# Page excerpt:
Want more innovation? Slow down and collide

Insights

slow-down

I hear it all the time.

“I want the first mover advantage.”

“This is the time to get funding. The market is hot.”

“I've set up the next six months to test out my idea.”

“I'm pouring everything I have into this new idea to see if it will work.”

If you've been around entrepreneurs as long as I have, you'll recognize these phrases. Maybe you've said them too. I know I have.

And yet, as I reflect on now almost twenty years of building new software products from scratch, I've discovered that few things that are really truly amazing happen:

  • on their first try.
  • within a few months.
  • with just one person.

Teams & Time

I'm a big fan of Steven Johnson, and he's looked at the issue of creativity and innovation. His research suggests that we need teams and time.

Good Ideas come from Collision

Johnson references the coffeehouses of old – where people could connect to chat and discuss ideas. Today I use Skype. I'm on at least one call a day, and more on weekends. Not because I have a great idea, but because I want to provide the sounding board for others' ideas.

# Excerpted records:

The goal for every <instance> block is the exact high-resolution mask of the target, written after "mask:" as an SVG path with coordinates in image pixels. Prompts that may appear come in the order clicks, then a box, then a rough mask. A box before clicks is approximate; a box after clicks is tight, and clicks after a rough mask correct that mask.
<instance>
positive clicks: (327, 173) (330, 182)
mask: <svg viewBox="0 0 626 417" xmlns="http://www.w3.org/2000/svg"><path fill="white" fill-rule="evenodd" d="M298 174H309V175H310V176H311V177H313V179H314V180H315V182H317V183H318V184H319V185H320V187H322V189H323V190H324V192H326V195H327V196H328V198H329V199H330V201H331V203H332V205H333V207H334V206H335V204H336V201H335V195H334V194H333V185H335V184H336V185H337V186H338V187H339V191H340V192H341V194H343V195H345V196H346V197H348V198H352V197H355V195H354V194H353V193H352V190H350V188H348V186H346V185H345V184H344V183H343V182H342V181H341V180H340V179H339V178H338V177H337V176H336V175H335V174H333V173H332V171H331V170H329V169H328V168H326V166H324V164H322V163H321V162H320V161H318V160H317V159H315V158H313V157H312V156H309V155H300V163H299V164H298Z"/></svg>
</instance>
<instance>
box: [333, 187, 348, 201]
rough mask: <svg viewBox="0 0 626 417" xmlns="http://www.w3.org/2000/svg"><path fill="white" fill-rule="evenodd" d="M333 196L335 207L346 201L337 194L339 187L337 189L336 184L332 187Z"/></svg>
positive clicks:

# Task brief:
Decide whether each statement agrees with the innovation article. Answer yes or no for each, and quote the words from the text that settle it.
1. The author is on Skype calls at least once a day.
2. The author makes these calls because the author has a great idea.
3. The author has spent about ten years building new software products.

# Task result:
1. Yes: "I'm on at least one call a day, and more on weekends."
2. No: "Not because I have a great idea, but because I want to provide the sounding board for others' ideas."
3. No: "now almost twenty years of building new software products from scratch"